WHAT YOU WILL DO >> Every entry needs to appear again exactly as written below.

DATA FOR PROCESSING >>

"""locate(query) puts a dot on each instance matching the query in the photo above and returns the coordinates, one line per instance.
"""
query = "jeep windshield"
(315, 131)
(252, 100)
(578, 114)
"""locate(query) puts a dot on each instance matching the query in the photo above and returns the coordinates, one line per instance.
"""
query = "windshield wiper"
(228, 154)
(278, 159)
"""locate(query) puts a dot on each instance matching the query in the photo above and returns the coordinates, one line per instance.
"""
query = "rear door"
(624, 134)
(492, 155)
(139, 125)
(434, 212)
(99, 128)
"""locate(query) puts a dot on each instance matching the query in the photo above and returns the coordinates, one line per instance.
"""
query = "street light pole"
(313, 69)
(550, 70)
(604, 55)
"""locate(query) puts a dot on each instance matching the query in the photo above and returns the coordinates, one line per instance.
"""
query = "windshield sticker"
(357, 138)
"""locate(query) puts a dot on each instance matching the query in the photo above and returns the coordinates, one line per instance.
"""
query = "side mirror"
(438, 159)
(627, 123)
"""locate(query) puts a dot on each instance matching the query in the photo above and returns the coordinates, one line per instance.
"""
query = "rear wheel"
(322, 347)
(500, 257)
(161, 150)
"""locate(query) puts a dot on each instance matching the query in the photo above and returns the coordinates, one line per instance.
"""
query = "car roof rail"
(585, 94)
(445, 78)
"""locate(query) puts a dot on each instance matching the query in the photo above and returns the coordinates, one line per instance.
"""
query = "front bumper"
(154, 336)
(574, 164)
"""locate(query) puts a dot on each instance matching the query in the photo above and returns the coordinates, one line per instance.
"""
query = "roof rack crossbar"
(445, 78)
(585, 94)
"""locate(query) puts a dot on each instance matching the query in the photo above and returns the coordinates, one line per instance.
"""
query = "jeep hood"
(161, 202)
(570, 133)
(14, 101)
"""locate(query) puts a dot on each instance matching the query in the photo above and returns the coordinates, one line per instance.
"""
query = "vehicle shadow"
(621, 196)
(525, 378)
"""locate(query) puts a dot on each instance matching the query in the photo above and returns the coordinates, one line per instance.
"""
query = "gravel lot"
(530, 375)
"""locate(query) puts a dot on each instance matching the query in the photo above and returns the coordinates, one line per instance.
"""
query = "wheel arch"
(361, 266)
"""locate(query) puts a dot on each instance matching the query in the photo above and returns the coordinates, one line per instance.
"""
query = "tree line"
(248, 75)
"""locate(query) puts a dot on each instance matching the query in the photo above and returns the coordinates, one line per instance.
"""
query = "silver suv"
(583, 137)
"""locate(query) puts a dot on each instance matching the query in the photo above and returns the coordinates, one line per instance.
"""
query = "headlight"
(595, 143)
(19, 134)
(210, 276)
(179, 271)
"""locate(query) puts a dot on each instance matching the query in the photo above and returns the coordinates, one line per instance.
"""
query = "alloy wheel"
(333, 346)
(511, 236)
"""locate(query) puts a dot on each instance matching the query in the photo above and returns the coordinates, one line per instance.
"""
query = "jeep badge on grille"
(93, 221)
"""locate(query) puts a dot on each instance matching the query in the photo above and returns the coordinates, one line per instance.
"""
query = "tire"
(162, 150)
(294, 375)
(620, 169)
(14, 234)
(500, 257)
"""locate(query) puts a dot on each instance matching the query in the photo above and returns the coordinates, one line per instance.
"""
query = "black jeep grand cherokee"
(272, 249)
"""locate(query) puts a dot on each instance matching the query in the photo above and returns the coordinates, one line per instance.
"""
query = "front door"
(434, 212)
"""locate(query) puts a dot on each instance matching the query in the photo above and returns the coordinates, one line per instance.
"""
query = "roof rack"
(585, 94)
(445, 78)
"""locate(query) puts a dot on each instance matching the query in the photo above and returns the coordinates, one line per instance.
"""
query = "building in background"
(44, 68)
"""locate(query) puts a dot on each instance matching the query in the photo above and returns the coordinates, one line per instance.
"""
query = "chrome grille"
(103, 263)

SOLUTION FOR THIS EXERCISE >>
"""locate(query) puts a dot on each instance matching the query in the photo above and returns the coordinates, one line per instance.
"""
query = "jeep windshield"
(315, 131)
(252, 100)
(578, 114)
"""locate(query) puts a dot on each instance matching the query in the photo above and returns the coordinates, one line per instance.
"""
query = "windshield wiper"
(228, 154)
(278, 159)
"""locate(query) puts a dot on each instance matching the query in the photo above and returns the coordinates, one line per instance.
"""
query = "rear door"
(624, 134)
(492, 155)
(139, 125)
(434, 212)
(99, 128)
"""locate(query) puts a dot on each instance matching the query in the photo above and returns the coordinates, one line per instance.
"""
query = "street light pole"
(313, 69)
(550, 70)
(604, 55)
"""locate(query) puts a dot on each instance matching the query in the photo above and returns the coordinates, one line per instance.
"""
query = "windshield sticker"
(357, 138)
"""locate(query) puts a dot on each instance matching the query in the photo above and returns the coordinates, one line per instance.
"""
query = "side mirror"
(438, 159)
(627, 123)
"""locate(query) puts a dot on each instance matching the query in the photo above and returns the coordinates, one line per instance.
"""
query = "rear wheel"
(322, 347)
(500, 257)
(161, 150)
"""locate(query) puts a dot on each instance matching the query in the photo above and returns the coordinates, one line per instance.
"""
query = "car roof rail"
(585, 94)
(445, 78)
"""locate(query) puts a dot on each instance matching the query in the photo above and returns the coordinates, one line per instance.
"""
query = "front bumper"
(154, 336)
(574, 164)
"""locate(query) puts a dot on each instance matching the query in the photo above and returns the coordinates, one line per instance.
"""
query = "roof rack crossbar"
(445, 78)
(585, 94)
"""locate(query) puts a dot on each instance matching the query in the photo above and returns the coordinates, one line per instance.
"""
query = "jeep hood"
(161, 202)
(570, 133)
(14, 101)
"""locate(query) puts a dot on each instance matching the query in the photo above and returns the coordinates, one line per instance.
"""
query = "vehicle shadow"
(621, 196)
(525, 378)
"""locate(query) puts a dot on each instance matching the query in the photo above and returns the coordinates, one line per instance.
"""
query = "gravel lot"
(530, 375)
"""locate(query) puts a dot on each instance matching the query in the photo above and returns the coordinates, one line per instance.
"""
query = "wheel arch"
(361, 266)
"""locate(query) puts a dot on each instance matching the query in the photo above and returns the coordinates, one line per instance.
"""
query = "tree line"
(248, 75)
"""locate(query) puts a dot on each instance matching the query in the photo above and returns the coordinates, one line per instance.
"""
query = "silver suv"
(583, 137)
"""locate(query) puts a dot on each instance matching the query in the photo above and returns the coordinates, one line per instance.
"""
query = "headlight"
(595, 143)
(19, 134)
(210, 276)
(179, 271)
"""locate(query) puts a dot on each instance matching the query in the photo above and returns the coordinates, one line per instance.
"""
query = "alloy wheel"
(333, 346)
(511, 236)
"""locate(query) puts a dot on each instance matching the query in the photo above and returns the coordinates, one line per instance.
"""
query = "jeep badge on grille"
(93, 221)
"""locate(query) puts a dot on each instance matching the query in the photo above and returns the coordinates, one line per instance.
"""
query = "tire"
(162, 150)
(294, 375)
(620, 169)
(14, 234)
(500, 257)
"""locate(query) puts a dot on each instance matching the query in the photo above and returns the coordinates, one line per instance.
"""
query = "black jeep grand cherokee"
(272, 249)
"""locate(query) puts a dot on each instance matching the query in the photo above and returns the coordinates, one line per instance.
"""
query = "front door"
(434, 212)
"""locate(query) puts a dot on each instance matching the query in the photo above and returns the coordinates, one line per instance.
"""
query = "roof rack"
(585, 94)
(445, 78)
"""locate(query) puts a dot on each instance matching the query in the photo above and returns the coordinates, one line per instance.
"""
query = "building in background"
(44, 68)
"""locate(query) puts a dot on each instance matching the query in the photo above and returns the coordinates, one line per instance.
"""
query = "chrome grille"
(103, 263)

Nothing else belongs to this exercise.